What you have to do:
In the material below, rename "thickest part" to "widest part" everywhere and change nothing else. Leave the pictures out of your answer.

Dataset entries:
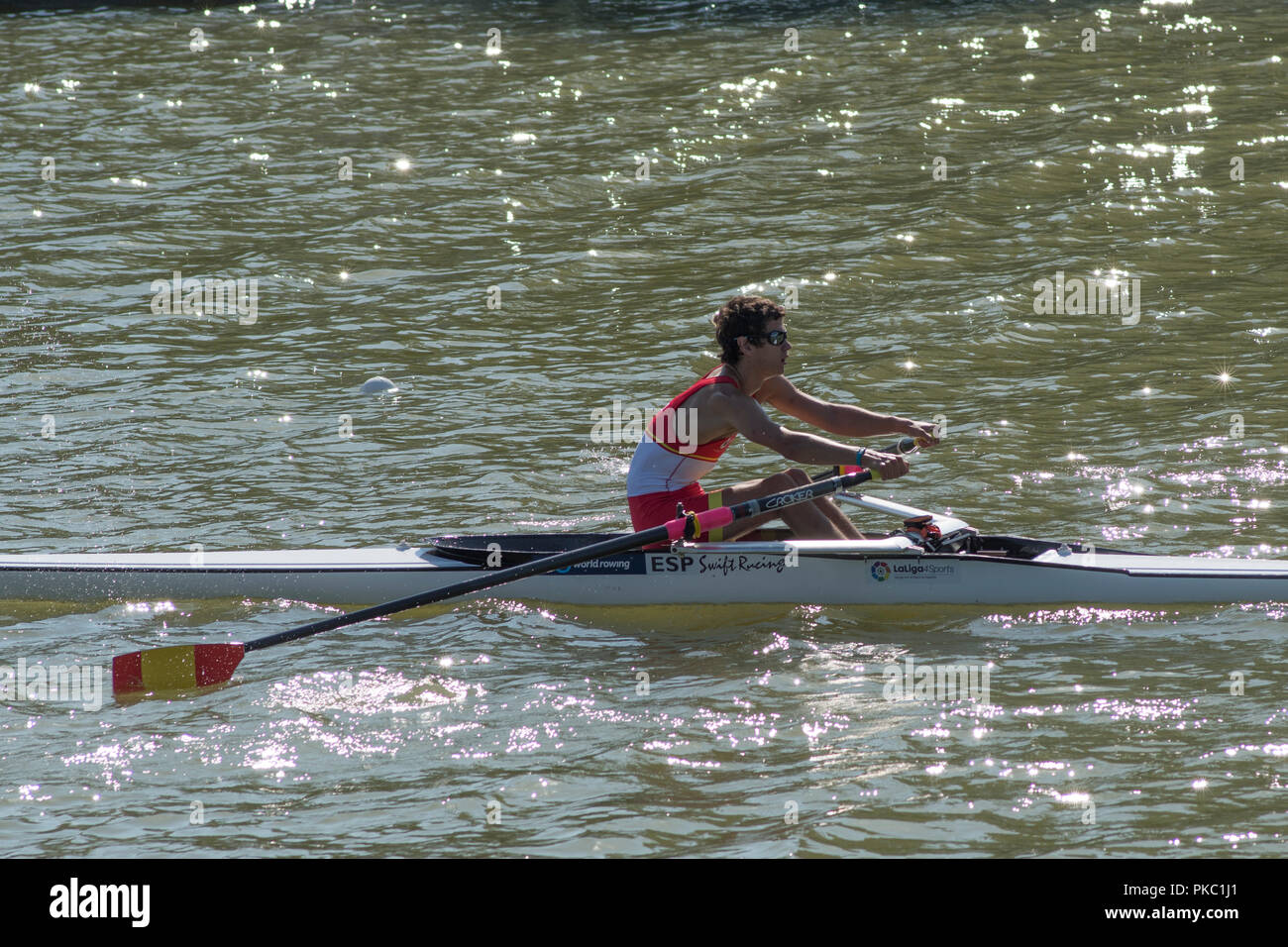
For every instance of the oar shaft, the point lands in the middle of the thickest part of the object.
(690, 526)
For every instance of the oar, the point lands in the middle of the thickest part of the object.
(906, 446)
(188, 667)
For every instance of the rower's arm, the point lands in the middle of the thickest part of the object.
(754, 424)
(844, 420)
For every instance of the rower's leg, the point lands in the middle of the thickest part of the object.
(828, 506)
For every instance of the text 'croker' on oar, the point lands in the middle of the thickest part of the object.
(180, 668)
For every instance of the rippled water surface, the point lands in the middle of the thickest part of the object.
(910, 171)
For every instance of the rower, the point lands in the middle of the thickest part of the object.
(684, 441)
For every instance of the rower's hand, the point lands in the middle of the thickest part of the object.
(923, 432)
(887, 466)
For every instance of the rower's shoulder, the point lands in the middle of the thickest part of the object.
(773, 388)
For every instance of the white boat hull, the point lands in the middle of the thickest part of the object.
(888, 573)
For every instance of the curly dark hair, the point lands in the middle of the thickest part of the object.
(742, 316)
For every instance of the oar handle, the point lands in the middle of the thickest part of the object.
(906, 445)
(690, 526)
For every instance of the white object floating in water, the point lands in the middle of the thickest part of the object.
(378, 385)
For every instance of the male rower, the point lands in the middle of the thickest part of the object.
(673, 455)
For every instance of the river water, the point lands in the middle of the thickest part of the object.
(476, 224)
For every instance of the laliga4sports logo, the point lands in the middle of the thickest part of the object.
(883, 571)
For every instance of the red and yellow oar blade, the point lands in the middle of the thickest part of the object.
(178, 668)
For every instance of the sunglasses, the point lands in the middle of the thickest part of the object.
(776, 337)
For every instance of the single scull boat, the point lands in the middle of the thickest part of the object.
(934, 558)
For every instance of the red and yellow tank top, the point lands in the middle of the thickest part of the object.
(669, 458)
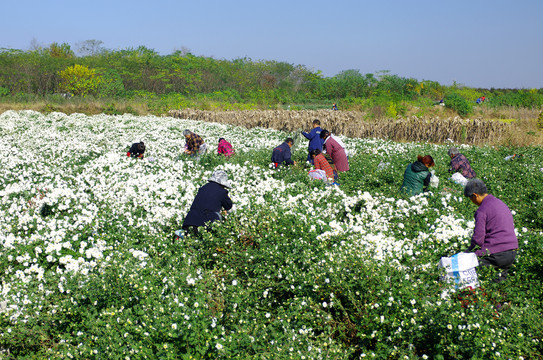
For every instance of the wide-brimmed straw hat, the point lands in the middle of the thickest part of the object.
(221, 178)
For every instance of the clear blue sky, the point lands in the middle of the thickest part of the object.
(479, 43)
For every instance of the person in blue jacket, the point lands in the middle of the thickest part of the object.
(314, 137)
(207, 205)
(282, 154)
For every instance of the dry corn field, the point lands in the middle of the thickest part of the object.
(353, 124)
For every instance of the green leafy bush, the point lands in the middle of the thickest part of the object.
(459, 104)
(79, 80)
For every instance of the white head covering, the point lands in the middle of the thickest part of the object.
(221, 178)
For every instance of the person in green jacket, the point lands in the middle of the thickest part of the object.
(417, 176)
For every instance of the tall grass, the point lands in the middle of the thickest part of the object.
(354, 124)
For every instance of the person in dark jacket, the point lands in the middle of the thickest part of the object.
(314, 137)
(282, 154)
(136, 150)
(194, 145)
(494, 236)
(207, 205)
(459, 163)
(417, 176)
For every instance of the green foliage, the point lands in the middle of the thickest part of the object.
(60, 50)
(540, 121)
(286, 275)
(457, 103)
(110, 85)
(4, 91)
(239, 83)
(79, 80)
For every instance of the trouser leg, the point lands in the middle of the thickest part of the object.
(501, 261)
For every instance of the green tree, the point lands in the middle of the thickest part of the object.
(79, 80)
(61, 50)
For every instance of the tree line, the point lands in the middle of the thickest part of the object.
(131, 72)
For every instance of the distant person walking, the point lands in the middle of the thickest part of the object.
(314, 137)
(336, 151)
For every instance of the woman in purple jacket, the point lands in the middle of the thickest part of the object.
(494, 235)
(336, 151)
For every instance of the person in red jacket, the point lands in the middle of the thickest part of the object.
(322, 163)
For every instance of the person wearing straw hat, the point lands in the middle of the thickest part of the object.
(208, 203)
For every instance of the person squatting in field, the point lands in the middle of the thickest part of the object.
(459, 163)
(494, 236)
(336, 149)
(314, 137)
(322, 163)
(416, 177)
(207, 205)
(282, 154)
(225, 148)
(194, 145)
(136, 150)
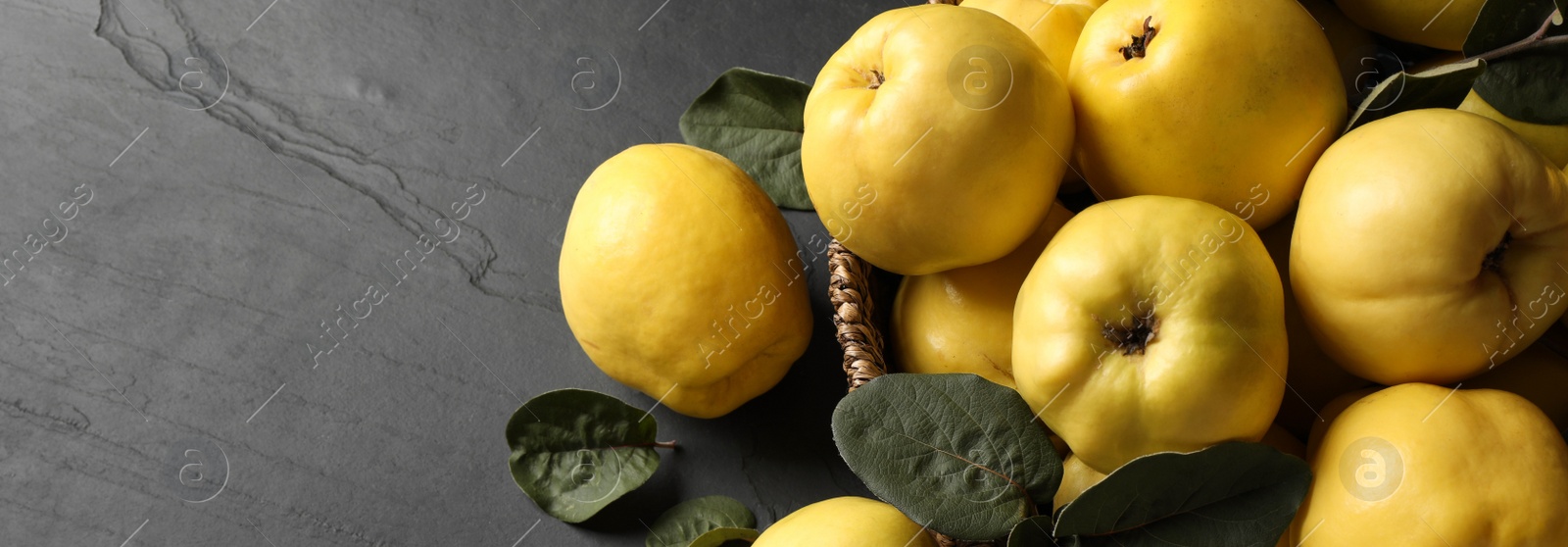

Task solution:
For every instance of the oar shaft, the point lands in the middle of the widest part of the object.
(690, 526)
For every instance of the oar, the point lands in the middle of the widest part of the object.
(906, 446)
(188, 667)
For every instance of the rower's arm, the point lands in the middle of the widest part of the object.
(754, 424)
(844, 420)
For every instance of the rower's leg, the point lands in the middle of the widest part of the object.
(828, 506)
For every instance of the text 'croker' on oar, the point lands in the middle of the widest part of the object.
(180, 668)
For every instance of the rippled water surface, the point lands in the middle of the widest part of the object.
(910, 171)
For every instance of the rower, the point lands in the middle of the widest part of the object.
(684, 441)
For every instance of the rower's hand, the point lands in the middle of the widest part of the object.
(923, 432)
(887, 466)
For every instance of the rower's shoulder, the point lands in the middle of the widest part of the object.
(773, 388)
For every instance of the white boat hull, the point lands in the middle of the widest part of the object.
(888, 573)
For every instance of the curly dark hair, the point lands in the middle of the widest part of the object.
(742, 316)
For every instance of the oar handle, the point lands in the middle of the widest part of the object.
(906, 445)
(690, 526)
For every instance of the white object floating in water, the point lands in the middle of the widest part of the object.
(378, 385)
For every instance of the male rower, the point lands in the middle of the widest part of the object.
(673, 455)
For every instance of the river water, the point lands in the middle of the widest part of the object.
(476, 224)
For every instance of the laliga4sports logo, the point lands in the middle of the widest part of the object.
(883, 571)
For every instance of the red and yellow oar blade, the point lands in the middle of the widest part of the object.
(178, 668)
For every instance of the sunglasses, the point lands in the middle of the widest part of the object.
(776, 337)
For every instance of the single scull boat, the point lands in the middle of the widest part of the object.
(934, 558)
For every instance of the red and yellow tank top, the point lands in the middle of the widest part of the object.
(669, 458)
For every instance of the wide-brimmed straw hat, the point lands in the middle of the widest part of the object.
(221, 178)
For every instance of the clear blue sky, the point lands in the middle of the widest part of the object.
(479, 43)
For every instance of the person in blue jacket, the point lands in the middle of the widest part of the object.
(314, 137)
(207, 205)
(282, 154)
For every instance of the dry corn field, the point lands in the middle of the widest part of the object.
(353, 124)
For every instance of the green leafy bush, the point lands in the middle of the widest part of the object.
(459, 104)
(79, 80)
For every instance of the white head covering, the point lands in the middle of the widest part of the object.
(221, 178)
For every instance of the person in green jacket, the point lands in the middle of the widest part of the object.
(417, 176)
For every instance of the tall grass, the point lands in the middle of the widest part of the object.
(354, 124)
For every instance of the person in dark jacket, the point lands in the middle of the widest part of the object.
(314, 137)
(282, 154)
(136, 150)
(194, 145)
(494, 236)
(207, 205)
(459, 163)
(417, 176)
For every instance of the green foliage, the point lands in the middle of the widest part of the object.
(60, 50)
(540, 121)
(286, 275)
(457, 103)
(110, 85)
(4, 91)
(239, 83)
(79, 80)
For every instance of the trouser leg, the point lands in the middle of the widest part of the object.
(501, 261)
For every instance of the green tree, the point lands in the middle of the widest part of the object.
(79, 80)
(61, 50)
For every instance of the tree line, the point lands in the middle of the widest part of the object.
(131, 72)
For every instance of the distant person walking, the point lands in the middle of the widest part of the object.
(314, 137)
(336, 151)
For every instance of the woman in purple jacket, the point lands in the middle of the widest part of the object.
(494, 235)
(336, 151)
For every instance of the person in red jacket, the point lands in the middle of the widest part of the object.
(322, 163)
For every instance of the person wearing straw hat, the point lands in the middle of the widest part of the object.
(208, 203)
For every instance of the person squatting in field, the point lands in the middle of the widest part of the object.
(459, 163)
(494, 236)
(336, 149)
(314, 137)
(322, 163)
(416, 177)
(207, 205)
(282, 154)
(225, 148)
(194, 145)
(136, 150)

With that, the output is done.